◆ **Task material**
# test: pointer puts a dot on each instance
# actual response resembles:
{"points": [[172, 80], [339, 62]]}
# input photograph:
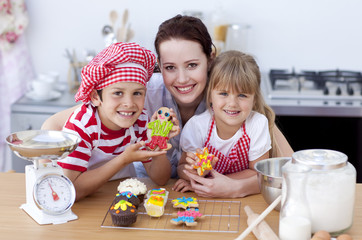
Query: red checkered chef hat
{"points": [[120, 62]]}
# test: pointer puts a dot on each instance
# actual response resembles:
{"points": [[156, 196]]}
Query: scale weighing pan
{"points": [[42, 144], [49, 194]]}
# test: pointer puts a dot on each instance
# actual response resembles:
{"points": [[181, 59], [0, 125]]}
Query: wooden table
{"points": [[16, 224]]}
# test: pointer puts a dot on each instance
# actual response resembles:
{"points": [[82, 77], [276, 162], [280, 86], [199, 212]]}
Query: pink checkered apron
{"points": [[237, 160]]}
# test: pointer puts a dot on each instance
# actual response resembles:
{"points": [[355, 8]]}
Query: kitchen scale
{"points": [[49, 194]]}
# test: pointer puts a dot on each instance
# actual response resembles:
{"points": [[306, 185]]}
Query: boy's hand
{"points": [[182, 185], [133, 153]]}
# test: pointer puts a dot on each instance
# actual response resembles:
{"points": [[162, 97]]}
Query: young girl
{"points": [[236, 126]]}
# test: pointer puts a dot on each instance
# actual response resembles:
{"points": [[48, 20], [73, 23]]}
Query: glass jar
{"points": [[294, 218], [330, 189]]}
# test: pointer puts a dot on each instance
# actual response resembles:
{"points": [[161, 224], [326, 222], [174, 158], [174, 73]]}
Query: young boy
{"points": [[112, 122]]}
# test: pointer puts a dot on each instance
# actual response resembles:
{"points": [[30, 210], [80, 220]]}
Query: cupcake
{"points": [[128, 196], [123, 213], [156, 201], [133, 185]]}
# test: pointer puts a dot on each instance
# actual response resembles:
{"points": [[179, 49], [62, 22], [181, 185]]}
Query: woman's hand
{"points": [[182, 185]]}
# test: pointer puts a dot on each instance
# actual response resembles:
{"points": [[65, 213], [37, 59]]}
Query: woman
{"points": [[184, 50]]}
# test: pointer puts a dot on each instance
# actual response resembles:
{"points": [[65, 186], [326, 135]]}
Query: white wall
{"points": [[305, 34]]}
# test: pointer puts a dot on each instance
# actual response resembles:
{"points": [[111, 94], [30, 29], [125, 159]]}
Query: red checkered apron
{"points": [[237, 160]]}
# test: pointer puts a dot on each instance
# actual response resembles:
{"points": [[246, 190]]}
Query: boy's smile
{"points": [[121, 104]]}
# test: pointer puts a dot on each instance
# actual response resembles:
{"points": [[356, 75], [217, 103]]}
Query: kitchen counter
{"points": [[29, 114], [16, 224], [25, 104]]}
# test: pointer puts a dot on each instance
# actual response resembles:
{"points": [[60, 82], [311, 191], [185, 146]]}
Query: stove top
{"points": [[336, 84]]}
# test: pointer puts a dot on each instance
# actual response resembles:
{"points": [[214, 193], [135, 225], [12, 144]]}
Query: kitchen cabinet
{"points": [[28, 114]]}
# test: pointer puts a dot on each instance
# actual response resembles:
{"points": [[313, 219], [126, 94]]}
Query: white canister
{"points": [[330, 189]]}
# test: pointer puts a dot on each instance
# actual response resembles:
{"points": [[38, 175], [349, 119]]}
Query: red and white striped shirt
{"points": [[99, 144]]}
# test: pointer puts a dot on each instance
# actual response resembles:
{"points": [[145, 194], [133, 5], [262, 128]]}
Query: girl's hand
{"points": [[191, 159], [133, 153], [218, 185], [182, 185]]}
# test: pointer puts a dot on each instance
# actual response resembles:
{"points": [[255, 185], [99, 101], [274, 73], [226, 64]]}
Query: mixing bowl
{"points": [[270, 178]]}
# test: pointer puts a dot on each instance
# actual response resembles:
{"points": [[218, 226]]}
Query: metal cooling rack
{"points": [[220, 216]]}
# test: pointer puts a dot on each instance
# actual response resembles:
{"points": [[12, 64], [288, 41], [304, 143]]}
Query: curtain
{"points": [[15, 67]]}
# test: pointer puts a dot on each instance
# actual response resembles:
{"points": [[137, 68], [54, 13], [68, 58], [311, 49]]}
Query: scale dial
{"points": [[54, 194]]}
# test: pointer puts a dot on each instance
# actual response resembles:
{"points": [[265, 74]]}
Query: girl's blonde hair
{"points": [[239, 72]]}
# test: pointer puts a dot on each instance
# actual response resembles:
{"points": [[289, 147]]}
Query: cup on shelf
{"points": [[42, 88]]}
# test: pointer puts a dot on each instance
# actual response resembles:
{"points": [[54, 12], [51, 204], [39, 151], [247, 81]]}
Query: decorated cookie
{"points": [[155, 206], [161, 127], [185, 203], [188, 217], [204, 162]]}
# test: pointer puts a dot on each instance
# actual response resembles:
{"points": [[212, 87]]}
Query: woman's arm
{"points": [[57, 121]]}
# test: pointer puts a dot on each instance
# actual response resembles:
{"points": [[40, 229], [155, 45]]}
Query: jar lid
{"points": [[320, 159]]}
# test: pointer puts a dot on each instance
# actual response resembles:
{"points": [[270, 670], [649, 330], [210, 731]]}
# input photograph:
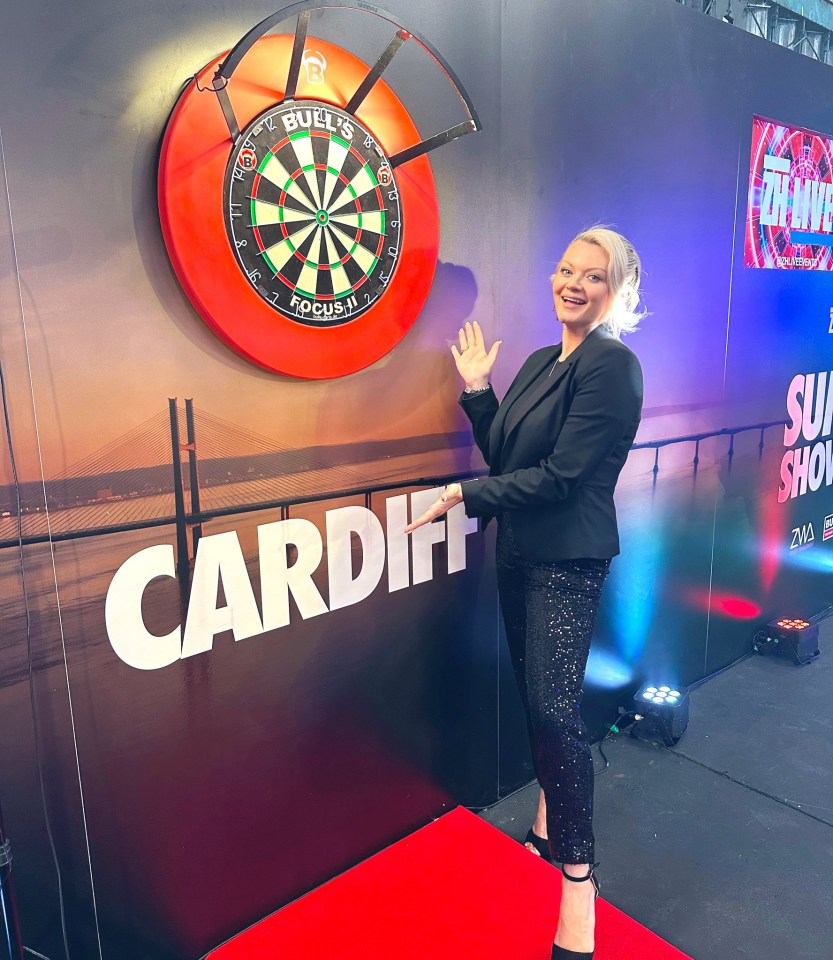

◆ **Task**
Report each line of the items above that contains the word "white", copying the line whole. Case counts.

◆ **Solution below**
Query: white wall
Query: white canister
Query: red and white striped shirt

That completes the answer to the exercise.